Originally published by Property Week in March 2022.

In this latest edition of our BossCast series, Blackstock Consulting founder Andrew Teacher catches up with Jonathon Ivory, Packaged Living’s managing director of single family homes to discuss the company’s recent partnership with Aviva Investors and emerging trends in BTR (build-to-rent).

Click here to listen to the podcast.

Packaged Living is a BTR provider which aims to deliver “cost-effective, technology-led, purpose-built rental schemes.” It owns 170,000 units over seven multifamily sites at various stages of development in Southampton, Cardiff, Manchester, Bournemouth, Newcastle, and Milton Keynes, as well as a 300-unit site with recent planning approval in Leicester.

Late last year, the company announced a partnership with Aviva Investors to create a single-family rental platform of suburban homes across the UK.

With Aviva having “flirted with the BTR sector for a number of years, we are super excited that Aviva Investors has decided to back us, and specifically in pursuit of our new single family rental strategy,” enthuses Ivory.

Contending with the booming volume housebuilder market, Ivory is confident Packaged Living can provide an attractive alternative to home ownership for an untapped demographic.

“There continues to be demand for well-located, well-priced, appropriately specified, well-run residential for rent in city centres, or multifamily as we call it,” he explains.

“60 percent of the country’s renters live in suburban houses, they’re not in city-centre apartments. There is a huge community in the private rented sector that is aged 35 plus: a cohort of people who are getting married, having kids, getting a dog, and leaving rental accommodation.

“They’re accustomed to being treated well with good customer service, and a degree of amenitisation. At the very minimum, if all we do is do a consolidation play and improve the specification, sustainability, and quality of those homes and wrap those in a professional management solution without the need to charge more, then by definition there is a market for your product.”

__Dataset records__

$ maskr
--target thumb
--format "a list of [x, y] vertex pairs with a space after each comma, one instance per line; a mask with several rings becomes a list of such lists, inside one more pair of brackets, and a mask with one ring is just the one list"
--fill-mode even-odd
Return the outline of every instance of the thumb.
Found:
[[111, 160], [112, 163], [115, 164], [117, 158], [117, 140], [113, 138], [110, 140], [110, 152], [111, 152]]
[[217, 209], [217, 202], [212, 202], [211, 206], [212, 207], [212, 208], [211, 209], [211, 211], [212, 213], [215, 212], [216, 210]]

__Complete the following__
a - From the Packaged Living article, list the cities where the company's seven multifamily sites are located.
b - According to the Packaged Living article, how many units does the company's Leicester site have?
c - Decide whether each statement agrees with the Packaged Living article. Answer yes or no, and quote the words that decide it.
(i) The partnership with Aviva Investors aims to build a single-family rental platform of suburban homes across the UK.
(ii) The Leicester site is still waiting for planning approval.
(iii) Jonathon Ivory is Packaged Living's managing director of multifamily homes.

__Written answers__
a - Southampton, Cardiff, Manchester, Bournemouth, Newcastle, Milton Keynes

b - 300 units

c -
(i) Yes: "a partnership with Aviva Investors to create a single-family rental platform of suburban homes across the UK"
(ii) No: "a 300-unit site with recent planning approval in Leicester"
(iii) No: "Packaged Living’s managing director of single family homes"